What the task requires: Write out the listing exactly as it is given.
___
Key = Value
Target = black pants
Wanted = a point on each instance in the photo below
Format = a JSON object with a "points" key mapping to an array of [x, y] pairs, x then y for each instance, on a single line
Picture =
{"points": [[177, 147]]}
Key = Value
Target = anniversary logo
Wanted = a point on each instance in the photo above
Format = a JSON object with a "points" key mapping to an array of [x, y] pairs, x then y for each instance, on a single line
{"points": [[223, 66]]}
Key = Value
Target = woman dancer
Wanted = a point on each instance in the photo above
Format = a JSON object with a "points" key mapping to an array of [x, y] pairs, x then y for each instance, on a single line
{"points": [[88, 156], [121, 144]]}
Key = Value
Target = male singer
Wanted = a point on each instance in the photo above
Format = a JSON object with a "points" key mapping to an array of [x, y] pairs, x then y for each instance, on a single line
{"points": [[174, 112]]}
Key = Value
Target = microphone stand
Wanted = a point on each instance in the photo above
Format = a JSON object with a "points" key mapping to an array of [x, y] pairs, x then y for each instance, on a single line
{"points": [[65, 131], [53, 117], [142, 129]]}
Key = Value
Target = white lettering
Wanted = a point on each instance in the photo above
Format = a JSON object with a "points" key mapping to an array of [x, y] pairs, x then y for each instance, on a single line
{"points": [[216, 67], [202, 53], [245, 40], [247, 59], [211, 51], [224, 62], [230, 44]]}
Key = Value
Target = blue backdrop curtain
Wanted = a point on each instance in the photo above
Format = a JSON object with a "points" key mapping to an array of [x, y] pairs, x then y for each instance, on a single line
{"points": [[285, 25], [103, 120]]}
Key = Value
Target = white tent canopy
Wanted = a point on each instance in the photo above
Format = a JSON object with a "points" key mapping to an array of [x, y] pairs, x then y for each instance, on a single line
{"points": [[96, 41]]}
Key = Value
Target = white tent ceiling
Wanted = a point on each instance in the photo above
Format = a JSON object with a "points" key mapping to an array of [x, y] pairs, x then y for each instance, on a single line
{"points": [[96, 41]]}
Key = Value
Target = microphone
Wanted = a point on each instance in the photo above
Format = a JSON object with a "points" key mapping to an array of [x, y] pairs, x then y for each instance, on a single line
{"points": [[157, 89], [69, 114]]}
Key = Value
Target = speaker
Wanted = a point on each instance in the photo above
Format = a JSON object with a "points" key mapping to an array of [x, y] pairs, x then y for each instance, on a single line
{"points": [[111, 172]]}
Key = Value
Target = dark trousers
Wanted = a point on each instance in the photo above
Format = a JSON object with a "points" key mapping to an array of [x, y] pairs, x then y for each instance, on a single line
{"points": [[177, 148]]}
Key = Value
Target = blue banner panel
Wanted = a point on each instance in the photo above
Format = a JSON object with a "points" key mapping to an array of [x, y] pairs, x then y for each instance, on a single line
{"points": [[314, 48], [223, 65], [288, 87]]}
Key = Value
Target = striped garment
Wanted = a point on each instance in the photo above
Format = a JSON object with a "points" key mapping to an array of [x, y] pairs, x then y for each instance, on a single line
___
Full solution:
Key = Value
Target = black pants
Wanted = a point on each instance in the photo below
Format = a JSON object with a "points" key mapping to an array of [x, y] pairs, x then y for each instance, on a single line
Picture =
{"points": [[177, 147]]}
Key = Value
Target = anniversary logo
Wanted = a point on each instance in the photo above
Format = a JSON object with a "points" key mapping to an array of [x, y] pairs, x then y for each instance, on a single line
{"points": [[223, 66]]}
Key = Value
Target = woman dancer
Wanted = a point on each instance in the photo above
Format = a JSON object with a "points" key mapping to an array of [x, y] pairs, x then y for each instance, on a single line
{"points": [[88, 156], [121, 144]]}
Key = Value
Target = male singer
Wanted = a point on each instance in the photo above
Format = a JSON object with a "points" key mapping to an array of [x, y] pairs, x then y for each instance, on a single line
{"points": [[174, 112]]}
Key = Value
Target = microphone stand
Wanted = a point on each instance in the photo above
Format = a JSON object with a "points" key mapping to an array of [x, y] pairs, x then y for each instance, on a single line
{"points": [[65, 131], [53, 117], [142, 129]]}
Key = Value
Target = white lettering
Wanted = a point on each instance in the photo above
Format = a JSON object with a "points" key mapping to an array of [x, y] pairs, x then y for each instance, on a single line
{"points": [[216, 67], [202, 53], [245, 40], [247, 59], [211, 51], [224, 62], [230, 44]]}
Key = Value
Target = blue backdrop curtain
Wanted = a point on each instance in the photo above
Format = a JSON object with a "points" key mapping to an array of [x, y] pairs, x then y for each instance, on a single line
{"points": [[285, 25], [103, 120]]}
Key = Value
Target = white tent canopy
Wanted = a point on each instance in the photo above
Format = a JSON object with a "points" key mapping to an array of [x, y] pairs, x then y for each instance, on a single line
{"points": [[96, 41]]}
Key = Value
Target = white tent ceiling
Wanted = a point on each instance in the photo above
Format = a JSON object with a "points" key mapping to an array of [x, y] pairs, x then y for each instance, on a single line
{"points": [[96, 41]]}
Key = Value
Target = microphone
Wanted = a point on each instance in the photo above
Format = a JSON object with a "points" key mapping to an array of [x, y] pairs, x then y for each instance, on a single line
{"points": [[157, 89], [69, 114]]}
Key = Value
Target = speaker
Wanted = a point on each instance in the photo above
Format = a JSON object with a "points" key mapping to an array of [x, y] pairs, x then y for each instance, on a single line
{"points": [[111, 172]]}
Key = Value
Target = dark trousers
Wanted = a point on each instance in the photo above
Format = a JSON object with a "points" key mapping to an array of [x, y] pairs, x then y for each instance, on a single line
{"points": [[177, 148]]}
Key = Value
Target = blue banner panel
Wanted = a point on each instance in the photo above
Format = a JSON object with a "points" key mapping to an array of [x, y] pairs, x then y for each instance, on a single line
{"points": [[314, 48], [223, 65], [288, 87]]}
Key = Value
Target = striped garment
Wanted = a point on each instance in the photo above
Format = a JSON object with a "points" key mapping to an array of [x, y] pairs, x then y for each instance, on a single line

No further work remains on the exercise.